■ **FRAGMENTO DEL TEXTO**
He ido a desayunar a los Bisquets de la Roma. A mi cuñado Héctor Arredondo le encantaba ese lugar donde las conchitas se convierten en un manjar de exquisito paladar. El café sabe a la altura de Veracruz o Chiapas. Me lleva a la Parroquia, y a su tintineo, y al Hidalgo de los atlantes porque allí cerca también hay café. O al de Guerrero que, aunque menos conocido, es uno de los mejores del mundo.

Ése es el México en el que creo, el México del domingo familiar en Reforma, el de los Bisquets y las conchitas. Creo en el México del café de altura; el México de la gastronomía que nace de las manos inmaculadas del que recoge la tierra y amasa las tortillas. Creo también en el México del tequila y el mezcal, que se dejan reposar en los pipones y se duermen y aletargan entre efluvios de alcohol y corridos de mariachi. También creo en ellos y en sus guitarrones, y en sus serenatas, y en sus melodías de amores imposibles que arreglan en caballitos de tequila. Creo en ese México que es mágico y soberbio, humilde y altanero; en ese México único, particular, irrepetible; en ese México que te envuelve para siempre.

No creo en el México de la violencia, de la falta de seguridad. No creo en ese México marginal de la corrupción y malos manejos, en el de la impunidad para unos pocos. No creo en ese México en donde unos cuantos comulgan con la mediocridad. Destierro lo pequeño y me alejo de ello.

México es grande. Es un gran país con millones de personas de bien que, con su esfuerzo, engrandecen, dignifican y categorizan a este México que mira hacia el futuro con ojos de esperanza.

Ése es el México de todos. Ése es el México en el que creo. Lo demás es lo de menos.

■ **DATOS PROPORCIONADOS**

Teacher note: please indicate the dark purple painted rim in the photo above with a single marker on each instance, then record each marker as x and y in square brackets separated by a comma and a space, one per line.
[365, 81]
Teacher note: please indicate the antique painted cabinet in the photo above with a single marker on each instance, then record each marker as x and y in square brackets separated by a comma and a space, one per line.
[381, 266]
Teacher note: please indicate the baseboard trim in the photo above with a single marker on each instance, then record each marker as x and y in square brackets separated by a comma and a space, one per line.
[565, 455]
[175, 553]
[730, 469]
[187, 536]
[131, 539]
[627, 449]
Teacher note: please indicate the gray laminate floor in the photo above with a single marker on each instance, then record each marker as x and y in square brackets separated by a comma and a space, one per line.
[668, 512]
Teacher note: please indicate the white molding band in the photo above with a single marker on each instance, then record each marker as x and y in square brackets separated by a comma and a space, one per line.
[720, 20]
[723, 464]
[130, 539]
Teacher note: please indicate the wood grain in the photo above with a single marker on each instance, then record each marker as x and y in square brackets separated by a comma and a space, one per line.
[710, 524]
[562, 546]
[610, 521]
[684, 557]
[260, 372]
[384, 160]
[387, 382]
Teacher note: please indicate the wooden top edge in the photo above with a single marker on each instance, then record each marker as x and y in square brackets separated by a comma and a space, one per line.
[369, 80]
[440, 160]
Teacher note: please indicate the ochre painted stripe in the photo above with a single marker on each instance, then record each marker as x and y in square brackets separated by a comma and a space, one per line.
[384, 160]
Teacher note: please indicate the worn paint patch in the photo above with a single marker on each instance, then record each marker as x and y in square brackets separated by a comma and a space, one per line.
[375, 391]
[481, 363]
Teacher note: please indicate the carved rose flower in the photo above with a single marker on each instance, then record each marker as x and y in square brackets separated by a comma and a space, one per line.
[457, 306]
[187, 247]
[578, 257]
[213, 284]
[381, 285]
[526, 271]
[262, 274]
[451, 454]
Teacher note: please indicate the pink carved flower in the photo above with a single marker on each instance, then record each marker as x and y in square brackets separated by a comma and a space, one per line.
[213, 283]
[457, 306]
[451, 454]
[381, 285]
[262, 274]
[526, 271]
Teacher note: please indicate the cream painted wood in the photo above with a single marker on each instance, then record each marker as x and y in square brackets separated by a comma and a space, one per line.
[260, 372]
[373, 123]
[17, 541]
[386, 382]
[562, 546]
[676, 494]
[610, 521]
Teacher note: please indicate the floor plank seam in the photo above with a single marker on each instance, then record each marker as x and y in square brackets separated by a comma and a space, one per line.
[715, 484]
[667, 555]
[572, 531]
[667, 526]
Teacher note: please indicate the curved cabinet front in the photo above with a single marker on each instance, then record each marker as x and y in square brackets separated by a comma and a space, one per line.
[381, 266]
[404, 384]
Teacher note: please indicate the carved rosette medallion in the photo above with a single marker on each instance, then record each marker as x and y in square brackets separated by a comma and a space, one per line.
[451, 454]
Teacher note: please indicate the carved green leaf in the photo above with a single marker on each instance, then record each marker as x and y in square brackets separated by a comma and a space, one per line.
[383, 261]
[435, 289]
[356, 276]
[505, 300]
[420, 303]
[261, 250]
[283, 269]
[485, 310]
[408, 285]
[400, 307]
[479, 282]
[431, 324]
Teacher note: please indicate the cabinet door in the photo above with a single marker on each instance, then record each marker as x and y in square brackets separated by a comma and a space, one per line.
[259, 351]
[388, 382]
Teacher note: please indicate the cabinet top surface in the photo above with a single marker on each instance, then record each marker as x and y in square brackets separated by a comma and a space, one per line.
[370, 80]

■ **TAREA PROPUESTA 1**
Traduce al inglés esta oración del texto sobre México: "Destierro lo pequeño y me alejo de ello."
■ **TAREA PROPUESTA 2**
En las entradas, cambia "surface" por "panel" desde la línea que contiene "Teacher note: please indicate the cabinet top" hasta el final de las entradas, ambas incluidas, y escribe solo esas líneas.
El texto y las entradas provienen de fuentes distintas.

■ **RESPUESTA FINAL 1**
I banish what is petty and distance myself from it.

■ **RESPUESTA FINAL 2**
Teacher note: please indicate the cabinet top panel in the photo above with a single marker on each instance, then record each marker as x and y in square brackets separated by a comma and a space, one per line.
[370, 80]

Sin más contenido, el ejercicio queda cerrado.